▶ _Brief_
Reproduce each of the records below verbatim, line for line.

▶ _Dataset records_
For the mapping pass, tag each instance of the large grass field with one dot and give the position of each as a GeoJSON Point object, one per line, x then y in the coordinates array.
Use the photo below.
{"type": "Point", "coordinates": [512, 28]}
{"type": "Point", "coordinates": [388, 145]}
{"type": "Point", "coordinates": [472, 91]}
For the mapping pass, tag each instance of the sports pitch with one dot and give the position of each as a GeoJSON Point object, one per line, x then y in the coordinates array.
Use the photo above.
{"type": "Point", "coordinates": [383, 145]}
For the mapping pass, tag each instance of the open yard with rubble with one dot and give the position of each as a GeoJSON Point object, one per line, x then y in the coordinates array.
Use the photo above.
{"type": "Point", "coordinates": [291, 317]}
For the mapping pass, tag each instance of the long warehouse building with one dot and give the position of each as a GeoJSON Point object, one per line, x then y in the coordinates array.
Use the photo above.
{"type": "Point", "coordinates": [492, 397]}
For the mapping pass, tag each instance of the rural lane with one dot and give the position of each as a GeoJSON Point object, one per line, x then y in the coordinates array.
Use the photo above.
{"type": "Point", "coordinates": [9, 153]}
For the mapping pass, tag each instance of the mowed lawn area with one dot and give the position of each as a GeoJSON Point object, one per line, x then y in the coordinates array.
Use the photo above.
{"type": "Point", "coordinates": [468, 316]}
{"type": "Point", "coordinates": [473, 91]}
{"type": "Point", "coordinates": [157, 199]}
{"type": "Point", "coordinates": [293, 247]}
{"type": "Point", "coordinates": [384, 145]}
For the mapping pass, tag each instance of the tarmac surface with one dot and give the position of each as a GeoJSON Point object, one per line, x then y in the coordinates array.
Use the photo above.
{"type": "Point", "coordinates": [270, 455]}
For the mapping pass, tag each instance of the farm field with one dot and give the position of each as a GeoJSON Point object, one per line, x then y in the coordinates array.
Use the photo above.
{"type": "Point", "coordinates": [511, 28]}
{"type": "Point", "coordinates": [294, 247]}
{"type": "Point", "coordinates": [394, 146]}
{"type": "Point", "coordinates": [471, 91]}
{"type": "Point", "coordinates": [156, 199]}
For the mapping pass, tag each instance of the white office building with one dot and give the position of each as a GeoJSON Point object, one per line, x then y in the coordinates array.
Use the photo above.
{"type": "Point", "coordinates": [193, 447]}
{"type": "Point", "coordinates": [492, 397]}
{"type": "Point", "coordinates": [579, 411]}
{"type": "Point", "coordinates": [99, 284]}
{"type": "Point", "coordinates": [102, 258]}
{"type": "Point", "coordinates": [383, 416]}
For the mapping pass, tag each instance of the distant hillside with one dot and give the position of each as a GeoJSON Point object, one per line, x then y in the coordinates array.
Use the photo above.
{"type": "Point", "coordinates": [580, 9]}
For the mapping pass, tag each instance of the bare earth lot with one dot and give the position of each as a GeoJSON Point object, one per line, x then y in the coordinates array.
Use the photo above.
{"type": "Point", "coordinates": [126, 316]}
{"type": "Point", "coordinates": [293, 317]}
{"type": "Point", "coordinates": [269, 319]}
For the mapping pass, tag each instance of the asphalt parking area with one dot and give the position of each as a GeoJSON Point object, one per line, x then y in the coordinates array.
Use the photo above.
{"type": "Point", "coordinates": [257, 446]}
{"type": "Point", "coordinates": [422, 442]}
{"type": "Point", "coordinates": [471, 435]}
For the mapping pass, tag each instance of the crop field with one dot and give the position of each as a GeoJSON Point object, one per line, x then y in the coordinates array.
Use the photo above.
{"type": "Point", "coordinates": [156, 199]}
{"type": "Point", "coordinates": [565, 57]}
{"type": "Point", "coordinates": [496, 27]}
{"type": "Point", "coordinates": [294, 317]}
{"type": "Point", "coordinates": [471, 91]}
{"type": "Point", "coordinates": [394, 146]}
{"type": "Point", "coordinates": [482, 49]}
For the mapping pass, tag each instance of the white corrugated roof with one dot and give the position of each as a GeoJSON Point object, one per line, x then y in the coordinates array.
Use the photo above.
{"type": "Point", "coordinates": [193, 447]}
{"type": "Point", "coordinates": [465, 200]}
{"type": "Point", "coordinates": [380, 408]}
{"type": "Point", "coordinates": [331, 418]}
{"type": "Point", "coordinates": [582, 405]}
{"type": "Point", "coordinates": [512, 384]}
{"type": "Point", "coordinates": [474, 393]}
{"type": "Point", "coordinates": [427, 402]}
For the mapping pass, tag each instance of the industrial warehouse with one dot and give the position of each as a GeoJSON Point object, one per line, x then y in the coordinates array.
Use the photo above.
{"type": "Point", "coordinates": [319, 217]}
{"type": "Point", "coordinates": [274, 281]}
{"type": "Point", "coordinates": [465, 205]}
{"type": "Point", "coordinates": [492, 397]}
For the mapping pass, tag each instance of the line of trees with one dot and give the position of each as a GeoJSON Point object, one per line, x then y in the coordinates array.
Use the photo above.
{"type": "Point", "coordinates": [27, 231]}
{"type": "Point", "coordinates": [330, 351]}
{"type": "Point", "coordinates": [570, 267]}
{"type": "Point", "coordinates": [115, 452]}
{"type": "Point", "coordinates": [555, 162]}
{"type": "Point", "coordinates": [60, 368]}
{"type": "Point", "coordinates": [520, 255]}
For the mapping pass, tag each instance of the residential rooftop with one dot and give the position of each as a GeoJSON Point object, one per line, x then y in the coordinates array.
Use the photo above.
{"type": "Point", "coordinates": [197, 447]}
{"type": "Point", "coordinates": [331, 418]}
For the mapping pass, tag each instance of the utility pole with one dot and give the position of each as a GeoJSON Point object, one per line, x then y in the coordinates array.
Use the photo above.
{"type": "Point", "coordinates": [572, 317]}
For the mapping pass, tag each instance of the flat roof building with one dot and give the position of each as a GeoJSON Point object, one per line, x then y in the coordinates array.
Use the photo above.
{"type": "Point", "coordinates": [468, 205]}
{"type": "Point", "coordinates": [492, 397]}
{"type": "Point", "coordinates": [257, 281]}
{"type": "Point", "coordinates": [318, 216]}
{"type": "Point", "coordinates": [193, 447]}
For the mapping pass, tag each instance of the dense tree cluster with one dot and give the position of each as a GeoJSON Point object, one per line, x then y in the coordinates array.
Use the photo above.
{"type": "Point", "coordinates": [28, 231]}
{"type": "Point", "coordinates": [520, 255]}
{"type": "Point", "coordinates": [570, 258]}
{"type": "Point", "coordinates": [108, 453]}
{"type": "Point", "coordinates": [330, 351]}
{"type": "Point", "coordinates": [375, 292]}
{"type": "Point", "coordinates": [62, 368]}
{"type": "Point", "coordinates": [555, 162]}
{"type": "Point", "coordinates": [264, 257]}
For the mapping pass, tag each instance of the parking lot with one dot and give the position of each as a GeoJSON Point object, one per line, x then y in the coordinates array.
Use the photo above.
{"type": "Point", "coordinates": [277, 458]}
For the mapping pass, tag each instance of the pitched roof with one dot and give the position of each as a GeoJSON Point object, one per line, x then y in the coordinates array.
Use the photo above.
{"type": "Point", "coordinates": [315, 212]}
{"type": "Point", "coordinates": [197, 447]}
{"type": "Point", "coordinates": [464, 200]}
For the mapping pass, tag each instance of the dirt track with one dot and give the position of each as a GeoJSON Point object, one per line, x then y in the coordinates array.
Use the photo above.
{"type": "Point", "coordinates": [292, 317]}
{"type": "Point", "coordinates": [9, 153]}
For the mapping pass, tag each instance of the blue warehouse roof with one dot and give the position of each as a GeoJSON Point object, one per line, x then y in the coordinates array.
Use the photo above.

▶ _Task output_
For the mapping pass, tag each instance of the large grass field with one dot and give the position of each as a GeoJSON Point object, one per line, x then y in the coordinates array.
Use the photo below.
{"type": "Point", "coordinates": [512, 28]}
{"type": "Point", "coordinates": [388, 145]}
{"type": "Point", "coordinates": [472, 91]}
For the mapping pass, tag each instance of the sports pitch with one dot and give the position of each as a GeoJSON Point object, one per line, x then y in the coordinates array.
Use the photo above.
{"type": "Point", "coordinates": [383, 145]}
For the mapping pass, tag each instance of the open yard with rubble with one dot and give the position of each as a GeoJSON Point object, one per line, x then y in the coordinates array.
Use the photo above.
{"type": "Point", "coordinates": [291, 317]}
For the mapping pass, tag each instance of the long warehouse building with one dot and give the position of each as a GeoJSON Point object, one per line, x then y in the coordinates array.
Use the photo above.
{"type": "Point", "coordinates": [492, 397]}
For the mapping pass, tag each instance of the rural lane with one dot and give the position of each as a GeoJSON Point object, one per line, x then y in the coordinates array.
Use the photo above.
{"type": "Point", "coordinates": [9, 153]}
For the mapping pass, tag each instance of the mowed lawn area with one dot and give the position of each as a GeoJSON Point object, one per line, x then y in the coordinates array.
Use the photo above.
{"type": "Point", "coordinates": [468, 316]}
{"type": "Point", "coordinates": [473, 91]}
{"type": "Point", "coordinates": [157, 199]}
{"type": "Point", "coordinates": [293, 247]}
{"type": "Point", "coordinates": [384, 145]}
For the mapping pass, tag each instance of the tarmac surface with one dot and give the position of each as a GeoJSON Point object, one per line, x then y in the coordinates array.
Use the photo above.
{"type": "Point", "coordinates": [270, 455]}
For the mapping pass, tag each instance of the farm field with one dot and give the position of each as a GeoJSON Point object, one per line, x then y in the coordinates array.
Use the photo above.
{"type": "Point", "coordinates": [511, 28]}
{"type": "Point", "coordinates": [294, 247]}
{"type": "Point", "coordinates": [394, 146]}
{"type": "Point", "coordinates": [471, 91]}
{"type": "Point", "coordinates": [156, 199]}
For the mapping pass, tag each instance of the white office building with one dot and give the position of each as a GeoJSON Point object, one per line, x then y in the coordinates array.
Use the photo above.
{"type": "Point", "coordinates": [193, 447]}
{"type": "Point", "coordinates": [492, 397]}
{"type": "Point", "coordinates": [579, 411]}
{"type": "Point", "coordinates": [99, 284]}
{"type": "Point", "coordinates": [102, 258]}
{"type": "Point", "coordinates": [383, 416]}
For the mapping pass, tag each instance of the distant hillside with one dot and give the position of each as a GeoJSON Point object, one per line, x then y in the coordinates array.
Use the photo above.
{"type": "Point", "coordinates": [580, 9]}
For the mapping pass, tag each instance of the bare earth lot with one dot and give the position of each as a GeoJSON Point object, one per line, x then y in the coordinates array.
Use the photo above.
{"type": "Point", "coordinates": [126, 316]}
{"type": "Point", "coordinates": [293, 317]}
{"type": "Point", "coordinates": [269, 319]}
For the mapping pass, tag each instance of the asphalt parking area with one dot and give the position of each as a GeoJSON Point object, one per line, x then y in the coordinates array.
Use the photo above.
{"type": "Point", "coordinates": [257, 446]}
{"type": "Point", "coordinates": [422, 442]}
{"type": "Point", "coordinates": [471, 435]}
For the mapping pass, tag each instance of the crop field with one dot and give the position of each as a GeoJSON Point object, one per line, x then y in the coordinates array.
Use the photo above.
{"type": "Point", "coordinates": [156, 199]}
{"type": "Point", "coordinates": [565, 57]}
{"type": "Point", "coordinates": [496, 27]}
{"type": "Point", "coordinates": [294, 317]}
{"type": "Point", "coordinates": [471, 91]}
{"type": "Point", "coordinates": [394, 146]}
{"type": "Point", "coordinates": [482, 49]}
For the mapping pass, tag each instance of the white corrugated roof with one dot and give the position of each as a GeoJSON Point object, one per line, x then y in the coordinates array.
Use the photo above.
{"type": "Point", "coordinates": [193, 447]}
{"type": "Point", "coordinates": [465, 200]}
{"type": "Point", "coordinates": [380, 408]}
{"type": "Point", "coordinates": [331, 418]}
{"type": "Point", "coordinates": [582, 405]}
{"type": "Point", "coordinates": [512, 384]}
{"type": "Point", "coordinates": [474, 393]}
{"type": "Point", "coordinates": [427, 402]}
For the mapping pass, tag each instance of the industrial warehouse with one dot and give the position of each as a GeoJSON Point object, one per line, x then y in the coordinates array.
Use the photo above.
{"type": "Point", "coordinates": [319, 217]}
{"type": "Point", "coordinates": [274, 281]}
{"type": "Point", "coordinates": [465, 205]}
{"type": "Point", "coordinates": [492, 397]}
For the mapping pass, tag each instance of the line of trees with one dot and give the position of each as a GeoJSON Point object, one per line, x then y in the coordinates array.
Use the photo above.
{"type": "Point", "coordinates": [27, 231]}
{"type": "Point", "coordinates": [330, 351]}
{"type": "Point", "coordinates": [570, 267]}
{"type": "Point", "coordinates": [115, 452]}
{"type": "Point", "coordinates": [555, 162]}
{"type": "Point", "coordinates": [60, 368]}
{"type": "Point", "coordinates": [520, 255]}
For the mapping pass, tag each instance of the residential rooftop with one dot and give the position of each as a GeoJSON Point object, one per line, x then y in the coordinates array.
Use the photo above.
{"type": "Point", "coordinates": [197, 447]}
{"type": "Point", "coordinates": [331, 418]}
For the mapping pass, tag each instance of the utility pole with one dot and give the position of each as a GeoJSON Point object, one per line, x then y in the coordinates array.
Use the photo above.
{"type": "Point", "coordinates": [572, 317]}
For the mapping pass, tag each instance of the flat roof building with one dot and give the position of each as a GeoJSON Point object, one per line, x then y in the coordinates array.
Use the photo above.
{"type": "Point", "coordinates": [468, 205]}
{"type": "Point", "coordinates": [492, 397]}
{"type": "Point", "coordinates": [257, 281]}
{"type": "Point", "coordinates": [318, 216]}
{"type": "Point", "coordinates": [193, 447]}
For the mapping pass, tag each instance of the dense tree cluster with one dot and give the position of each as a GeoJSON Point object, one per line, x then y in the coordinates array.
Use the photo above.
{"type": "Point", "coordinates": [28, 231]}
{"type": "Point", "coordinates": [520, 255]}
{"type": "Point", "coordinates": [570, 258]}
{"type": "Point", "coordinates": [108, 453]}
{"type": "Point", "coordinates": [330, 351]}
{"type": "Point", "coordinates": [375, 292]}
{"type": "Point", "coordinates": [62, 368]}
{"type": "Point", "coordinates": [555, 162]}
{"type": "Point", "coordinates": [264, 257]}
For the mapping pass, tag each instance of the parking lot with one dot and give the position of each as a GeoJSON Point object, one per line, x then y in the coordinates array.
Use the photo above.
{"type": "Point", "coordinates": [277, 458]}
For the mapping pass, tag each instance of the pitched roof with one dot and give the position of each as a GeoJSON Point object, one per line, x then y in the coordinates array.
Use the photo above.
{"type": "Point", "coordinates": [315, 212]}
{"type": "Point", "coordinates": [197, 447]}
{"type": "Point", "coordinates": [464, 200]}
For the mapping pass, tag each instance of the dirt track with one dot and give the position of each as a GeoJSON Point object, one per line, x then y in the coordinates array.
Use the photo above.
{"type": "Point", "coordinates": [292, 317]}
{"type": "Point", "coordinates": [9, 153]}
For the mapping pass, tag each instance of the blue warehouse roof with one dot and give the position of each as a GeoJSON Point object, one per line, x then y in the coordinates array.
Use the photo above.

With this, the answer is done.